Extract to read →
- - - -

This is a simple Kafka to Pubsub bridge. It reads messages from a Kafka topic and publishes them to a Pubsub topic. Written in Java and Apache Beam, uses the native KafkaIO and PubsubIO connectors, deployed on Google Cloud Dataflow.
- Get truststore and keystore passwords from Google Secret Manager.
- Read messages from a Kafka topic using the KafkaIO connector.
- Publish messages to a Pubsub topic using the PubsubIO connector.
- Use the Direct Runner for local development and the Dataflow Runner for production deployment.
Mermaid diagram:
graph TD
A[Start] --> B[Get truststore and keystore passwords from Google Secret Manager]
B --> C[Read messages from a Kafka topic]
C --> D[Publish messages to a Pubsub topic]
BOOTSTRAP_SERVERS=[KAFKA_BOOTSTRAP_SERVERS] # e.g. localhost:9092
TOPIC=[KAFKA_TOPIC] # Kafka topic to read from e.g. my-topic
PUBSUB_TOPIC=[PUBSUB_TOPIC] # Full Pubsub topic path to publish to e.g. projects/my-project/topics/my-topic
TRUSTSTORE_LOCATION=[TRUSTSTORE_LOCATION] # Path to the truststore file (local to the machine / worker)
TRUSTSTORE_PASS_SECRET_ID=[TRUSTSTORE_PASS_SECRET_ID] # Secret Manager secret ID for the truststore password
KEYSTORE_LOCATION=[KEYSTORE_LOCATION] # Path to the keystore file (local to the machine / worker)

- - - -

Information supplied →
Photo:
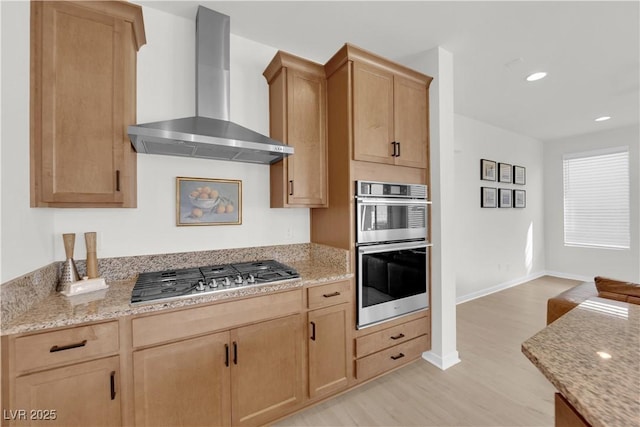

- - - -

Work to complete →
• 1. In the Kafka to Pubsub bridge text, shorten the paragraph that begins "This is a simple Kafka to Pubsub bridge" into a brief list, keeping its main facts.
• 2. Extend the Kafka to Pubsub bridge text, picking up right after its final line.

Task-by-task answers →
• 1.
- Reads messages from a Kafka topic and publishes them to a Pubsub topic
- Written in Java and Apache Beam
- Uses the native KafkaIO and PubsubIO connectors
- Deployed on Google Cloud Dataflow

• 2.
KEYSTORE_PASS_SECRET_ID=[KEYSTORE_PASS_SECRET_ID] # Secret Manager secret ID for the keystore password
SECRET_MANAGER_PROJECT_ID=[SECRET_MANAGER_PROJECT_ID] # GCP project ID where the secrets are stored
mvn compile exec:java \
-Dexec.mainClass=org.apache.beam.samples.MainPipeline \
-Dexec.args="--runner=DirectRunner \
--kafkaBootstrapServers=${BOOTSTRAP_SERVERS} \
--kafkaTopic=${TOPIC} \
--pubsubTopic=${PUBSUB_TOPIC} \
--sslTruststoreLocation=${TRUSTSTORE_LOCATION} \
--sslTruststorePassSecretId=${TRUSTSTORE_PASS_SECRET_ID} \
--sslKeystoreLocation=${KEYSTORE_LOCATION} \
--sslKeystorePassSecretId=${KEYSTORE_PASS_SECRET_ID} \
--secretManagerProjectId=${SECRET_MANAGER_PROJECT_ID} \
--sslEndpointIdentificationAlgorithm=" # Optional: e.g. https"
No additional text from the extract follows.